- **WHAT YOU HAVE TO DO**
Every line from the line containing "Where can you find the building" through the final line of the data is to be printed exactly; no other line is to appear.

********

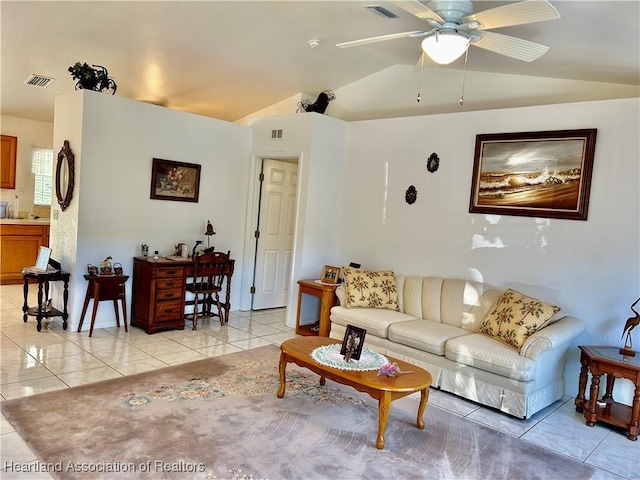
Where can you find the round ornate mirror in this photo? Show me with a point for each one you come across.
(64, 176)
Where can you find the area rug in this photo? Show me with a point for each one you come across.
(220, 419)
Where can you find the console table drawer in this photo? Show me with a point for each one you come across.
(170, 272)
(168, 311)
(162, 295)
(169, 283)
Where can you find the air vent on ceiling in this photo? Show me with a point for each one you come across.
(38, 81)
(378, 10)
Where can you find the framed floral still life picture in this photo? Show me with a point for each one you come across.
(534, 174)
(178, 181)
(330, 275)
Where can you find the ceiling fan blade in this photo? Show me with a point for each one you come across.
(510, 46)
(418, 9)
(380, 38)
(521, 13)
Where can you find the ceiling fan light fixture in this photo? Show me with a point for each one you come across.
(445, 47)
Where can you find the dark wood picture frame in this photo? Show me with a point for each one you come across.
(534, 174)
(330, 274)
(177, 181)
(65, 175)
(358, 336)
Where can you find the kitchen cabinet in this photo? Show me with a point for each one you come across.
(19, 245)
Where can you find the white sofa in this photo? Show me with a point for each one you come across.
(435, 328)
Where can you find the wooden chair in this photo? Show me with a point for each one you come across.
(208, 275)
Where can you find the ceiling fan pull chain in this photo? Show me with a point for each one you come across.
(464, 76)
(419, 97)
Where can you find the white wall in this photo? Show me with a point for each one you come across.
(115, 141)
(30, 134)
(590, 268)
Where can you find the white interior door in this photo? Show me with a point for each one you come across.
(275, 241)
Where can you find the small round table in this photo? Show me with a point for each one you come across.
(105, 287)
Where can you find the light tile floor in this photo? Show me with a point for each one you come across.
(34, 362)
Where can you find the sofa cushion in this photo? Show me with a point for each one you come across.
(514, 317)
(370, 289)
(424, 334)
(375, 321)
(486, 353)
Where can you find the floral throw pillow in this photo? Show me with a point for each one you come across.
(371, 289)
(514, 317)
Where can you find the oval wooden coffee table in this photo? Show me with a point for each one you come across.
(385, 389)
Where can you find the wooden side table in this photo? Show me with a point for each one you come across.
(327, 296)
(608, 360)
(105, 287)
(43, 310)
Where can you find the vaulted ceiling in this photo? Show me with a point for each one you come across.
(228, 59)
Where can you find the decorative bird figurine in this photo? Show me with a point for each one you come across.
(632, 322)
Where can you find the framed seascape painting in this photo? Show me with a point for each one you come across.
(533, 174)
(177, 181)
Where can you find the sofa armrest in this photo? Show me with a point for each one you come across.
(551, 336)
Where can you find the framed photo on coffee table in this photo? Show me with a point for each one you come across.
(352, 343)
(330, 274)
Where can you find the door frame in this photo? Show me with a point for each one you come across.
(253, 206)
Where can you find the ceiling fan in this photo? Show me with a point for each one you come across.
(455, 27)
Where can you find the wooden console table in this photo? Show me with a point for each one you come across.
(43, 310)
(608, 360)
(158, 292)
(326, 293)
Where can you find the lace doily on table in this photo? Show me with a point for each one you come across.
(329, 355)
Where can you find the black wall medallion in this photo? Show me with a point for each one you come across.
(411, 195)
(433, 163)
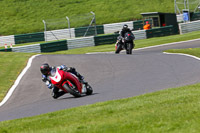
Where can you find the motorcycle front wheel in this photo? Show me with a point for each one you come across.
(72, 90)
(89, 89)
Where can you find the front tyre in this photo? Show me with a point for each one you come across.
(89, 90)
(72, 90)
(118, 48)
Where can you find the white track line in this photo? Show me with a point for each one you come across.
(18, 80)
(183, 55)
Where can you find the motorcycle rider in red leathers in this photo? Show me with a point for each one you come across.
(46, 72)
(120, 38)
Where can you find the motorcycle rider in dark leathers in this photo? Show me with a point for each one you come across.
(121, 36)
(46, 72)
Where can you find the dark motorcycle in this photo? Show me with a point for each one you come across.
(125, 43)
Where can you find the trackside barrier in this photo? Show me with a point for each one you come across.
(32, 37)
(105, 39)
(54, 46)
(138, 25)
(7, 40)
(60, 34)
(189, 27)
(35, 48)
(111, 28)
(80, 42)
(88, 31)
(6, 50)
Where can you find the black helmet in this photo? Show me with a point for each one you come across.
(125, 27)
(45, 69)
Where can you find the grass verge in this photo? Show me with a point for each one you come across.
(171, 111)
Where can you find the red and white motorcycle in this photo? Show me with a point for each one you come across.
(69, 83)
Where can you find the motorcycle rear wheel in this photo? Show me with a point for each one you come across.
(129, 48)
(72, 91)
(89, 89)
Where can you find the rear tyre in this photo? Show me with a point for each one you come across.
(119, 48)
(89, 90)
(73, 91)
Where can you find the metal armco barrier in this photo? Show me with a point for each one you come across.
(35, 48)
(189, 27)
(7, 40)
(80, 42)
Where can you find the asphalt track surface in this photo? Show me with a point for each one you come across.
(111, 76)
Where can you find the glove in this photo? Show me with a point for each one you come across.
(44, 78)
(49, 85)
(63, 67)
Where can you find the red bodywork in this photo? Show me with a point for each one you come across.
(61, 77)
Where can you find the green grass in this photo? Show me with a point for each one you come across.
(170, 111)
(138, 43)
(190, 51)
(25, 16)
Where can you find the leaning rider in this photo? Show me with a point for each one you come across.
(46, 72)
(121, 36)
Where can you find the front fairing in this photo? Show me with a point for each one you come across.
(57, 76)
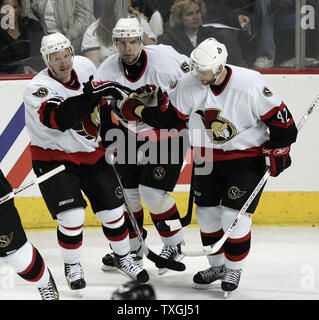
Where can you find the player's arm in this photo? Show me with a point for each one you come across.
(151, 105)
(282, 133)
(59, 114)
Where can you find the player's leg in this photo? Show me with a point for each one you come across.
(107, 203)
(17, 252)
(240, 186)
(156, 182)
(63, 197)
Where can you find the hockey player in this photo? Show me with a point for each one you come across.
(135, 65)
(244, 123)
(63, 124)
(17, 252)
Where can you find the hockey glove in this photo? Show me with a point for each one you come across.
(95, 90)
(279, 158)
(150, 96)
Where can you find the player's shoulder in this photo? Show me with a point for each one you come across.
(109, 62)
(245, 76)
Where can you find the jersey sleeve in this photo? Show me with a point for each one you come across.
(275, 114)
(53, 111)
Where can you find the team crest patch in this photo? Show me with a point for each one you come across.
(41, 92)
(266, 92)
(185, 67)
(235, 193)
(5, 240)
(119, 193)
(173, 85)
(220, 130)
(159, 173)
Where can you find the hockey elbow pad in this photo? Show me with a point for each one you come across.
(279, 158)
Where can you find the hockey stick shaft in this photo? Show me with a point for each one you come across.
(213, 249)
(38, 180)
(165, 263)
(172, 225)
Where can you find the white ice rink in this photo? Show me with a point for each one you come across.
(283, 264)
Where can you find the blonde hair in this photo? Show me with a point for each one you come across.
(179, 7)
(106, 24)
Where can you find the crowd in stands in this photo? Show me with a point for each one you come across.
(257, 33)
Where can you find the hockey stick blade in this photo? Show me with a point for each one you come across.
(159, 261)
(38, 180)
(207, 250)
(172, 225)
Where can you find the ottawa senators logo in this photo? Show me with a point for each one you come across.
(41, 92)
(159, 173)
(185, 67)
(267, 93)
(5, 240)
(119, 193)
(220, 130)
(89, 127)
(131, 111)
(235, 193)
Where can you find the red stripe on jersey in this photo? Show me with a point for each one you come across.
(216, 234)
(72, 228)
(273, 111)
(236, 258)
(277, 123)
(164, 215)
(117, 220)
(70, 246)
(78, 158)
(119, 237)
(137, 214)
(30, 266)
(239, 240)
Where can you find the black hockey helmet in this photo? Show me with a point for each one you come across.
(134, 291)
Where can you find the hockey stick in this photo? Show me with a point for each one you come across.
(159, 261)
(172, 225)
(38, 180)
(208, 250)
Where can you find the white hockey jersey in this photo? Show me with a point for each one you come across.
(232, 121)
(43, 94)
(163, 67)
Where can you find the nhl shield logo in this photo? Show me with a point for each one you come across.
(5, 240)
(235, 193)
(119, 193)
(159, 173)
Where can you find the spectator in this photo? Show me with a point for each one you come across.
(148, 9)
(71, 18)
(269, 15)
(97, 39)
(187, 31)
(19, 43)
(235, 22)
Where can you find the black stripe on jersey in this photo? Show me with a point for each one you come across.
(282, 128)
(116, 234)
(36, 268)
(237, 249)
(69, 242)
(47, 112)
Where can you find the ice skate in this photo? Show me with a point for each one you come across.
(108, 260)
(204, 279)
(170, 253)
(50, 291)
(129, 266)
(230, 281)
(74, 275)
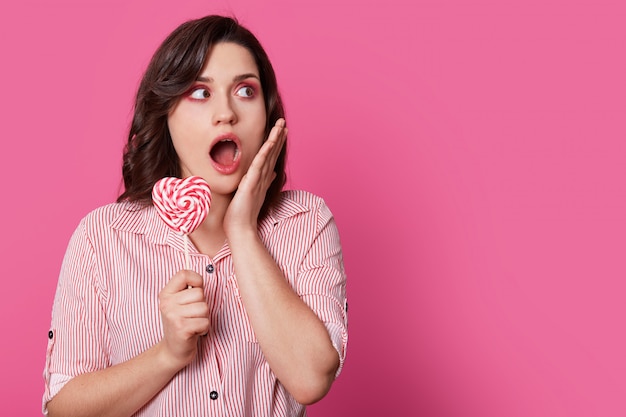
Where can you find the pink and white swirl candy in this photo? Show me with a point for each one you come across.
(182, 204)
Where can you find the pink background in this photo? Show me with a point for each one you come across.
(473, 153)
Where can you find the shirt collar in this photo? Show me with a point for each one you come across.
(144, 220)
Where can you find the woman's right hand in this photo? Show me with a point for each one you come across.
(185, 316)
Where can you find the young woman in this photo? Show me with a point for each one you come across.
(257, 326)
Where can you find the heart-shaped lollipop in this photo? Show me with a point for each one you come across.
(182, 204)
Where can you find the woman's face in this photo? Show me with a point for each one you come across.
(218, 126)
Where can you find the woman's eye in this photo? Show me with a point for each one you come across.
(200, 93)
(245, 91)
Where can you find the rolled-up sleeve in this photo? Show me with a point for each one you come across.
(322, 281)
(77, 339)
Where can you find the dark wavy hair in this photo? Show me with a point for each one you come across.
(149, 154)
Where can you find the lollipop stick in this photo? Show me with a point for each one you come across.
(187, 262)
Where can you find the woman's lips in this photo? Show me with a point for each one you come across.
(225, 153)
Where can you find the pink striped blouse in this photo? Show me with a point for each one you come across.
(106, 306)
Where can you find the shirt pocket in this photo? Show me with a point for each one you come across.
(235, 314)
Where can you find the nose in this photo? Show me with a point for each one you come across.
(223, 112)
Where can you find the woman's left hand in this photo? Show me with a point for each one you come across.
(245, 206)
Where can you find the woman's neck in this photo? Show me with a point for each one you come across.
(210, 237)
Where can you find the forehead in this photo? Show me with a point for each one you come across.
(228, 59)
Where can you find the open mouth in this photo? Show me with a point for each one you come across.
(225, 153)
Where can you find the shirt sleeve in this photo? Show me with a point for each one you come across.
(322, 281)
(77, 339)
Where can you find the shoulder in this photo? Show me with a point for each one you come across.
(301, 199)
(112, 216)
(300, 203)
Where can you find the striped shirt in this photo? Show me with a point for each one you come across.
(106, 306)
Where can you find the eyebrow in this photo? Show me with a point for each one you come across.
(236, 79)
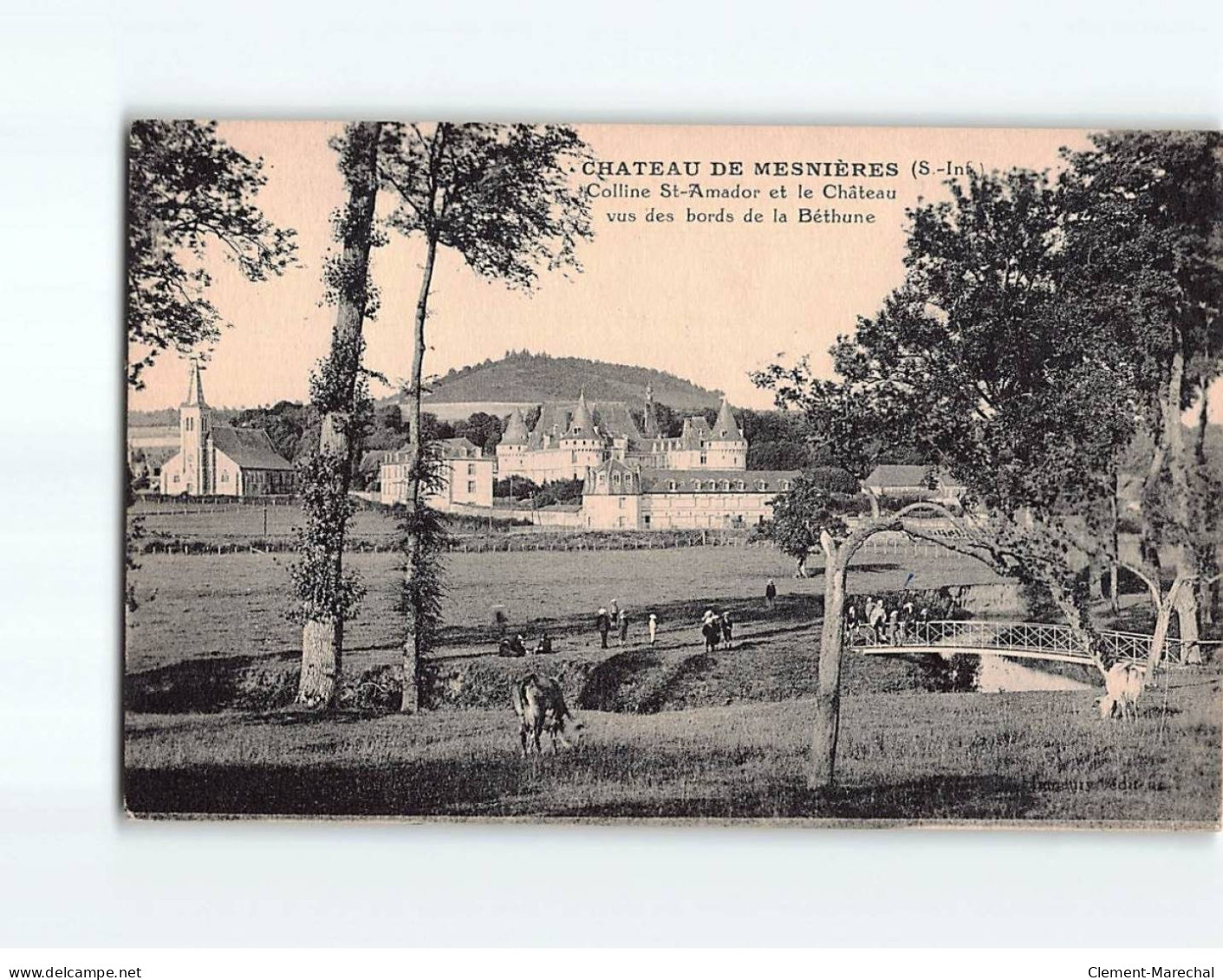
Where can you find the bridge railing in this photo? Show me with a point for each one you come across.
(1044, 638)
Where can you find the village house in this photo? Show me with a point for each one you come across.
(619, 496)
(222, 459)
(466, 476)
(570, 440)
(913, 483)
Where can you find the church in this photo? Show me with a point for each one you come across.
(571, 440)
(222, 459)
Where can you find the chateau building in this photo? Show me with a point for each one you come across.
(618, 495)
(570, 440)
(222, 459)
(466, 476)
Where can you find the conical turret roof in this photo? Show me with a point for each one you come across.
(725, 426)
(515, 431)
(581, 425)
(195, 387)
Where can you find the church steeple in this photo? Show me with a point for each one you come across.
(195, 387)
(195, 425)
(649, 419)
(515, 431)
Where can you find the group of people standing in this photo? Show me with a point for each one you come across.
(717, 627)
(615, 621)
(893, 622)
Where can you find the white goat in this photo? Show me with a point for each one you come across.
(1123, 685)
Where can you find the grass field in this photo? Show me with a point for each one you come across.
(669, 732)
(904, 756)
(214, 634)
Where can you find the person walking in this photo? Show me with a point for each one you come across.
(875, 617)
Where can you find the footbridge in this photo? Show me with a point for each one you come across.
(1024, 640)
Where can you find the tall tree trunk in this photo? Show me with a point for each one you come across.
(822, 770)
(1115, 599)
(1206, 548)
(323, 631)
(1164, 607)
(411, 698)
(1181, 503)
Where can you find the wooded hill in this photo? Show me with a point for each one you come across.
(524, 377)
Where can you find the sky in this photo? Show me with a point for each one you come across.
(706, 301)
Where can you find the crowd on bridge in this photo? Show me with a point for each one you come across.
(886, 622)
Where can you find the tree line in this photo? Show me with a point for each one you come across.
(1046, 329)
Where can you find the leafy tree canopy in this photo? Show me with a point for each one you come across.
(187, 188)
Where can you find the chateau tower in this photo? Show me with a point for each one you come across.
(649, 419)
(511, 451)
(581, 441)
(195, 426)
(728, 449)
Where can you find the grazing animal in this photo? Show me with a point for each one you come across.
(1123, 685)
(541, 708)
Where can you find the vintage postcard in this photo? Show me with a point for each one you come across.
(662, 473)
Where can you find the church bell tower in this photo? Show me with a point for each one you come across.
(193, 426)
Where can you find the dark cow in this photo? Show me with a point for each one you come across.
(541, 708)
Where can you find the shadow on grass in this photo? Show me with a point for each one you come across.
(932, 798)
(214, 684)
(566, 786)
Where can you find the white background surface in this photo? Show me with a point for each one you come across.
(74, 873)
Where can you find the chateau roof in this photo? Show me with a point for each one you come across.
(515, 431)
(910, 477)
(660, 480)
(581, 425)
(250, 449)
(449, 449)
(460, 449)
(610, 419)
(725, 425)
(374, 459)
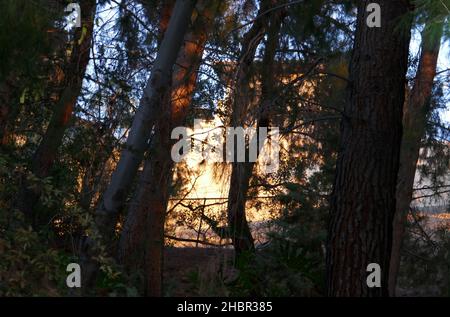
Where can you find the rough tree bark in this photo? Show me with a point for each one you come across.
(414, 125)
(241, 172)
(363, 199)
(69, 79)
(142, 239)
(143, 122)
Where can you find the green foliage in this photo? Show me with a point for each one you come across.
(425, 262)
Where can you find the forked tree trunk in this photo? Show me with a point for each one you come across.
(241, 172)
(142, 239)
(414, 125)
(143, 122)
(150, 108)
(70, 78)
(363, 198)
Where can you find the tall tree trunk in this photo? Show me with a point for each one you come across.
(8, 90)
(71, 76)
(143, 122)
(241, 171)
(363, 198)
(142, 239)
(414, 125)
(142, 126)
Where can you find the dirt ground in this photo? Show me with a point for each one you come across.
(190, 271)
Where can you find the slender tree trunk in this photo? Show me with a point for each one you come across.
(8, 90)
(241, 172)
(414, 125)
(142, 239)
(143, 122)
(142, 126)
(72, 78)
(363, 199)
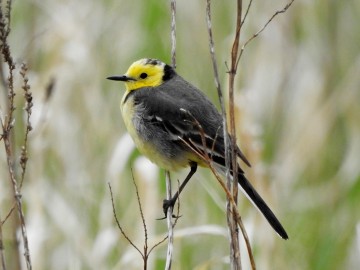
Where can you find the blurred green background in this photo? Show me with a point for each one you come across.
(298, 121)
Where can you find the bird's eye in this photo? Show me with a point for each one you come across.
(143, 75)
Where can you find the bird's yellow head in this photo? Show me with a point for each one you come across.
(145, 73)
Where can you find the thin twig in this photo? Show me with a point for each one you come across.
(173, 33)
(27, 108)
(263, 28)
(2, 257)
(170, 247)
(246, 13)
(145, 253)
(169, 215)
(119, 225)
(235, 258)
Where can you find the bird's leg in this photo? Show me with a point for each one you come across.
(171, 202)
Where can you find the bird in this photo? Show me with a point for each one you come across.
(171, 121)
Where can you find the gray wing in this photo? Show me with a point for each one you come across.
(175, 107)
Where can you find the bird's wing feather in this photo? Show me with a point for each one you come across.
(172, 109)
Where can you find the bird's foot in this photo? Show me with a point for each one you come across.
(166, 205)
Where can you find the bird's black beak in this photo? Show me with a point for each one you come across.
(122, 78)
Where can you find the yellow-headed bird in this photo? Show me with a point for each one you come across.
(168, 118)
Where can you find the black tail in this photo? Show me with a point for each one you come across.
(261, 205)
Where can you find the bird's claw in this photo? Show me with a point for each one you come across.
(166, 205)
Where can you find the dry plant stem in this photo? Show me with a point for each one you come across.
(246, 13)
(27, 108)
(173, 33)
(118, 222)
(2, 257)
(205, 157)
(169, 216)
(263, 28)
(235, 257)
(17, 194)
(145, 255)
(169, 220)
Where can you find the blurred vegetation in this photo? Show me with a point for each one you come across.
(298, 121)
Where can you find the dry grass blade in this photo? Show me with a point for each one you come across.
(262, 29)
(119, 225)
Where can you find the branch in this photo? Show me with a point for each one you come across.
(263, 28)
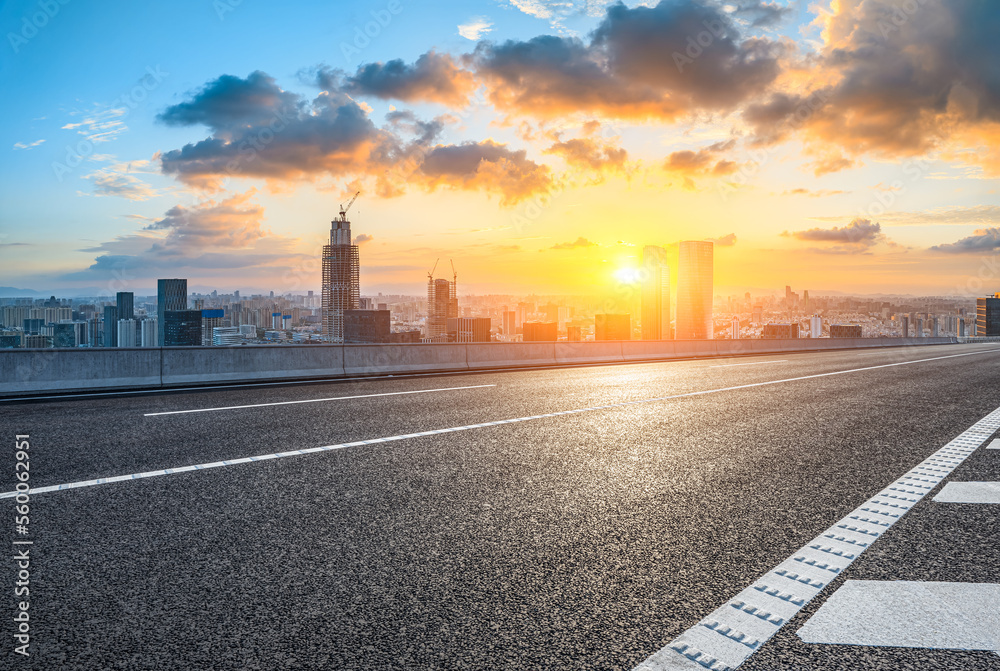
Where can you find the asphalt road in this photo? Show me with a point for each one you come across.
(579, 541)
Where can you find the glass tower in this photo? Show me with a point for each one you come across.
(694, 290)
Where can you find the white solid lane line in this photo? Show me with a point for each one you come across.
(295, 453)
(735, 631)
(315, 400)
(755, 363)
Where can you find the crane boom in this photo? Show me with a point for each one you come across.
(343, 210)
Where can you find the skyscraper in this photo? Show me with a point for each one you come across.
(694, 290)
(341, 284)
(170, 295)
(125, 301)
(442, 305)
(655, 313)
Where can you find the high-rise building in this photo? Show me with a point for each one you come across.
(988, 316)
(540, 331)
(125, 301)
(612, 327)
(469, 329)
(182, 328)
(694, 290)
(170, 295)
(341, 283)
(149, 333)
(655, 312)
(110, 326)
(126, 333)
(442, 305)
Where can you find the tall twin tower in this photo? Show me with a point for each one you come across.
(341, 286)
(694, 292)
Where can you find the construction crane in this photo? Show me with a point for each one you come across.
(343, 210)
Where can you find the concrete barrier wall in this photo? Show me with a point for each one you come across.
(200, 365)
(510, 355)
(24, 371)
(390, 359)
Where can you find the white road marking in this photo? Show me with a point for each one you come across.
(295, 453)
(315, 400)
(732, 633)
(949, 615)
(755, 363)
(969, 492)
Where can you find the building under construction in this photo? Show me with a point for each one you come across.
(442, 305)
(341, 285)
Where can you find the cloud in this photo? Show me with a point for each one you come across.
(259, 130)
(207, 237)
(591, 154)
(897, 79)
(486, 166)
(433, 77)
(821, 193)
(725, 241)
(983, 240)
(858, 236)
(633, 66)
(579, 243)
(763, 14)
(475, 28)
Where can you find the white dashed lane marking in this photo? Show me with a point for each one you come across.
(735, 631)
(315, 400)
(898, 613)
(754, 363)
(969, 492)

********

- **FULL SOLUTION**
Where can you find the building under construction in this photo? Show me with a point for each one you come across.
(442, 305)
(341, 285)
Where can you find the cloud in this photo? Show me with a point for each one you come across.
(259, 130)
(207, 237)
(591, 154)
(897, 79)
(486, 166)
(433, 77)
(821, 193)
(725, 241)
(983, 240)
(858, 236)
(633, 66)
(579, 243)
(763, 14)
(475, 28)
Where can you find the white dashed lane marking in this photo? Show me with a point for each one you come across.
(735, 631)
(315, 400)
(898, 613)
(754, 363)
(969, 492)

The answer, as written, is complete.